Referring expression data
————————

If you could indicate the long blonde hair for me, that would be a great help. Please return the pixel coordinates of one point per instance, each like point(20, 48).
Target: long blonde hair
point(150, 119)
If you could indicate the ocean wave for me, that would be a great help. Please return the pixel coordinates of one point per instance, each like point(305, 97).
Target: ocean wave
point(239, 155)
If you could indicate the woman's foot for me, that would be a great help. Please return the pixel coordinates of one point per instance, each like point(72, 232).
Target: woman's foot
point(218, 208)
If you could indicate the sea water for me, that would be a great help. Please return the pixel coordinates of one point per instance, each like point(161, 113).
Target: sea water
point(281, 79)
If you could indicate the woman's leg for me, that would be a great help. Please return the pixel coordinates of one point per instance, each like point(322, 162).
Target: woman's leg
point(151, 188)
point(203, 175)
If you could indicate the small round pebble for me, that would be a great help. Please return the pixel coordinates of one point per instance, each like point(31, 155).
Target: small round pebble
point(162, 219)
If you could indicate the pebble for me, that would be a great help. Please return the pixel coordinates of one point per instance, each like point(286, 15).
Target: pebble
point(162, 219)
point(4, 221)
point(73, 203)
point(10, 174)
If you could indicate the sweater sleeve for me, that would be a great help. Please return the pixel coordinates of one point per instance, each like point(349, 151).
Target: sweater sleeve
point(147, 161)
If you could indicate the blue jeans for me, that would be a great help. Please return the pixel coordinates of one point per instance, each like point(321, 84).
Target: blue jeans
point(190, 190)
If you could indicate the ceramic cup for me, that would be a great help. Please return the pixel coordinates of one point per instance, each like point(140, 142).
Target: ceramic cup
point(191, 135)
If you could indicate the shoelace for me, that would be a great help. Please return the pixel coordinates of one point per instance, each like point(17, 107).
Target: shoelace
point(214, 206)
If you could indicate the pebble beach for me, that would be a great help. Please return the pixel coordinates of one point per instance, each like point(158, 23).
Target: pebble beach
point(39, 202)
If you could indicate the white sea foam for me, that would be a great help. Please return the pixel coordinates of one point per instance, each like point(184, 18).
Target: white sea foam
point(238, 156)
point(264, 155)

————————

Task instructions
Would you copy out each record precisely as it stands?

Reply
If you could indicate the long blonde hair for me, that would be a great help. Please return the pixel coordinates of one point per instance, each like point(20, 48).
Target: long blonde hair
point(150, 119)
If you could indicate the ocean wave for me, that would be a great help. Please return the pixel coordinates of one point per instance, each like point(305, 97).
Target: ocean wave
point(239, 155)
If you could indicate the woman's foot for me, that would be a great help. Please return the pixel coordinates of one point per instance, each like point(72, 232).
Target: woman's foot
point(218, 208)
If you could indicate the sea water for me, that would be a great help. Please return the pixel coordinates of one point per instance, each like point(161, 113).
Target: sea water
point(281, 79)
If you could indicate the woman's leg for me, that would be a great help. Please return the pixel coordinates of one point per instance, each like point(322, 162).
Target: woman's leg
point(151, 188)
point(203, 175)
If you could indicate the small round pebble for me, that would be a great help. Please return the pixel coordinates of one point per instance, each like point(31, 155).
Target: small round pebble
point(162, 219)
If you could indicate the pebble for me, that would be a great help. Please return the pixel coordinates of one point per instance, each like point(286, 15).
Target: pebble
point(162, 219)
point(4, 221)
point(73, 203)
point(10, 174)
If you could indicate the sweater sleeve for me, that would be a great help. Please return the pixel coordinates of one point per instance, each like point(349, 151).
Target: sweater sleeve
point(147, 161)
If you could indicate the blue jeans for me, that would be a great help. Please return the pixel coordinates of one point per instance, each like point(321, 84).
Target: blue jeans
point(190, 190)
If you could indicate the ceramic cup for me, that would be a great help. Please return the pixel coordinates of one point per instance, each like point(140, 142).
Target: ceramic cup
point(191, 135)
If you could indicate the shoelace for me, that would be a great help. Please return the pixel coordinates of one point per instance, each like point(17, 107).
Target: shoelace
point(214, 206)
If you could indicate the pebble beach for me, that would be a great help. Please return the pixel coordinates of one point per instance, each like point(158, 23).
Target: pebble beach
point(39, 202)
If you could indicate the white sea foam for me, that would be a great help. Please return the pixel coordinates of one point per instance, each like point(184, 18).
Target: white sea foam
point(238, 156)
point(264, 155)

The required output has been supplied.